WORK TO DO
a – In the passage about the mae query function, when does min/max normalization happen before aggregation?
b – Continue the passage about the mae query function from the point where it stops.

SELECTED PASSAGE
+++

This function takes an optional parameter aggregation
that allows swapping the aggregation from "avg"
to either "min"
or "max"
. This can be helpful if you’re looking for extremes, as in the lowest or highest absolute error, respectively.
Additionally, this functions supports optional params normalizationMax
and normalizationMin
that accept numbers and will perform min/max normalization on the values before aggregation if both params are provided.
Query Request:
{
"select": [
{
"function": "mae",
"alias": "<alias_name> [optional string]",
"parameters": {
"predicted_property": "<predicted_property_name> [string]",
"ground_truth_property": "<ground_truth_property_name> [string]",
"aggregation": "[avg|min|max] (default avg, optional)",
"normalizationMin": "<value> [optional number]",
"normalizationMax": "<value> [optional number]"

+++

DATASET SECTION

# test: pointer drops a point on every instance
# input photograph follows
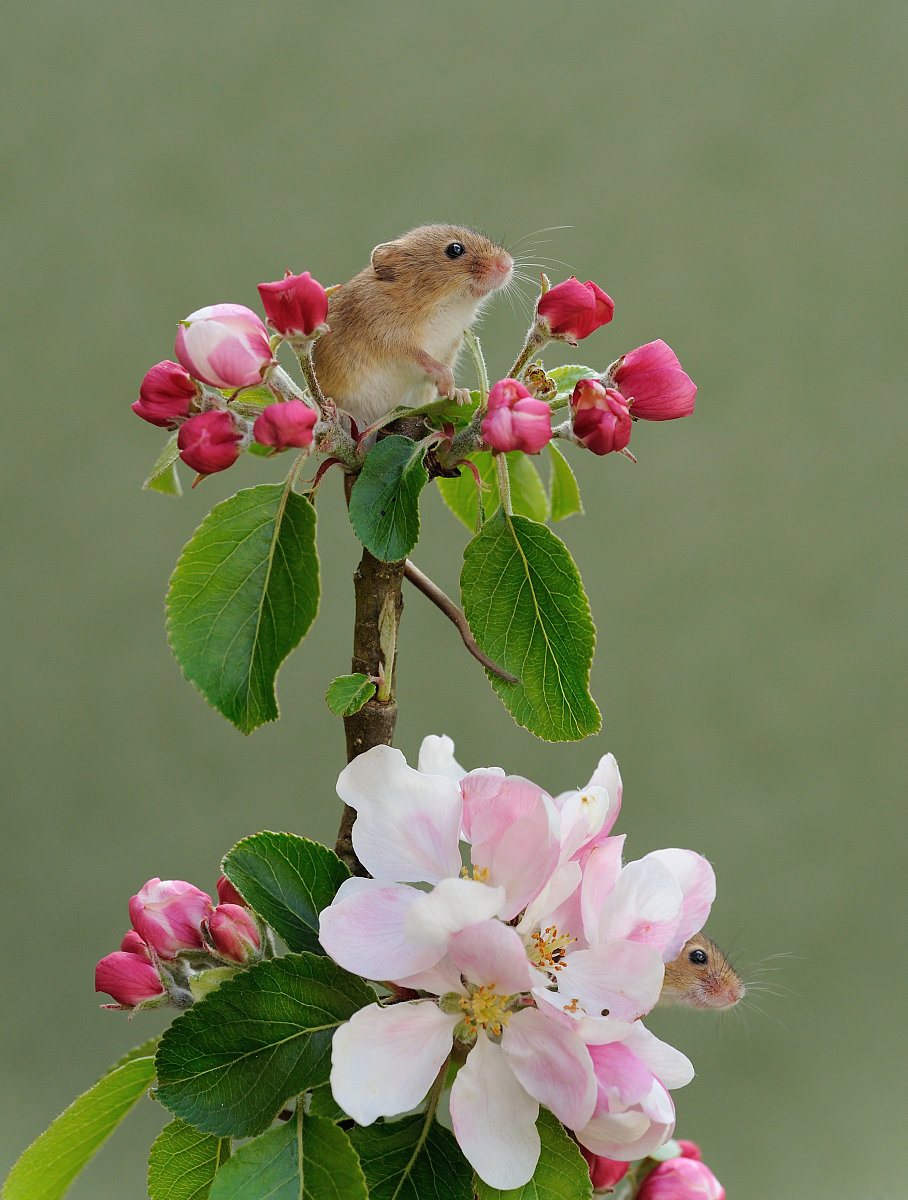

+++

FINAL RESULTS
a – It happens only when both normalizationMax and normalizationMin are provided.

b –
}
}
]
}
Sample Request:
{
"select": [
{
"function": "mae",
"alias": "error",
"parameters": {
"ground_truth_property": "FICO_actual",
"predicted_property": "FICO_predicted"
}
}
]
}
Sample Response:
{
"query_result": [
{
"error": 0.76
}
]
}
R Squared¶
Get the R Squared value between a prediction attribute and a ground truth attribute.
Sample Request:
{
"select": [
{
"function": "rSquared",
"alias": "rsq",
"parameters": {
"ground_truth_property": "FICO_actual",
"predicted_property": "FICO_predicted"
}
}
]
}
Sample Response:
{
"query_result": [
{
"rsq": 0.94
}
]
}
Binary Classification¶
Confusion Matrix¶
Calculates the confusion matrix for a classification model. For binary classifiers, users must specify a probability threshold
to count a prediction as a positive class.
Query Request:
{
"select": [
{
"function": "confusionMatrix",
"alias": "<alias_name> [optional string]",
"parameters": {
"threshold": "<value [float]> [required only for binary classifiers]"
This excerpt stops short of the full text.